# Given text:
=====
Theory, Practice, and the Church

Doctrine articulates faith, and makes it usable as a path to truth, so the Church must take it very seriously even in the face of difficulties

There has been a great deal of talk in the Church lately about a supposed opposition between rules and reality, theology and life, doctrine and pastoral considerations. Some of the talk has gone to extremes, suggesting that rules, doctrine, and organized thought matter little in comparison with the pastoral needs of the immediate situation.

Such talk, like other extreme positions, can sometimes be useful to make a point, but made habitual the approach would destroy order and rationality by substituting the Deed for the Word . Within the Church it would lead to a combination of willfulness and tyranny, since those in authority and those on the spot could do whatever seemed good to them at the moment, while in relation to the world at large it would deprive the Church of her specific mission, which has to do with things that rise above immediate goals, and reduce her to a humanitarian NGO with unusual rituals and a quirky way of talking about things.

The Church’s pastoral approach and ways of thinking should of course be based on reality, but what reality? Are we speaking of the reality of people’s situations as they interpret them, or perhaps of secular trends or sociological studies? Or are we rather speaking of the realities with which the Church has always been most concerned, for example the reality of what men and women are, of what marriage is, and ultimately of the Most Real Being?

With respect to marriage, for example, it seems that the key point is not rules proposed by Pharisaical doctors of the law, but the reality marriage brings into being, the physical, social, and spiritual union of man and woman, which is the basis of the family and therefore as real, permanent, and undeniable as the relation between parent and child or brother and sister. To detract from that reality would not only promote falsehood but attack the position and dignity of ordinary people in their family connections. For the rulers of the Church to do so would be a betrayal that would help the wealthy and powerful reduce the people to an aggregate of production and consumption units, with no connections among themselves that need be respected. Why would that be pastoral?

Still, talk that sometimes suggests practical antinomianism, like most talk among experienced people in responsible positions, points to genuine issues. There is always a gap between the formal teachings of the Church and the actual or at least practical beliefs of her members, including many hierarchs. That gap seems unusually wide today, but even with the best will it could not simply be abolished, since there is always a tension between theory and practice.

It’s an awkward tension to deal with, in part because it’s so resistant to clear understanding. As someone said, in theory there is no difference between theory and practice, but in practice there is. That means theory can’t see the issue, so it can’t comment on it, but practice can’t explain it either, because practice acts rather than explains.

The awkwardness becomes all the greater in a religious setting. Religion must be practical, because it must transform life, but it can’t be merely pragmatic, because it transforms it by reference to realities that go beyond what is visible. It tells us that this-worldly ways of grasping reality fall short, and we must supplement them with faith, “the substance of things to be hoped for, the evidence of things that appear not.” Doctrine articulates faith, and makes it usable as a path to truth, so the Church must take it very seriously even in the face of difficulties. As Paul said, she must preach the Word in all patience—reprove, entreat, rebuke—even out of season.
=====
# Available data:
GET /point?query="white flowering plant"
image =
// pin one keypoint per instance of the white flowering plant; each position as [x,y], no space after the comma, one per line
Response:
=====
# Exercise goal:
Copy everything in the essay on theory, practice, and the Church from "Such talk, like" down to "talking about things.", changing "tyranny" to "despotism".

# Solution:
Such talk, like other extreme positions, can sometimes be useful to make a point, but made habitual the approach would destroy order and rationality by substituting the Deed for the Word . Within the Church it would lead to a combination of willfulness and despotism, since those in authority and those on the spot could do whatever seemed good to them at the moment, while in relation to the world at large it would deprive the Church of her specific mission, which has to do with things that rise above immediate goals, and reduce her to a humanitarian NGO with unusual rituals and a quirky way of talking about things.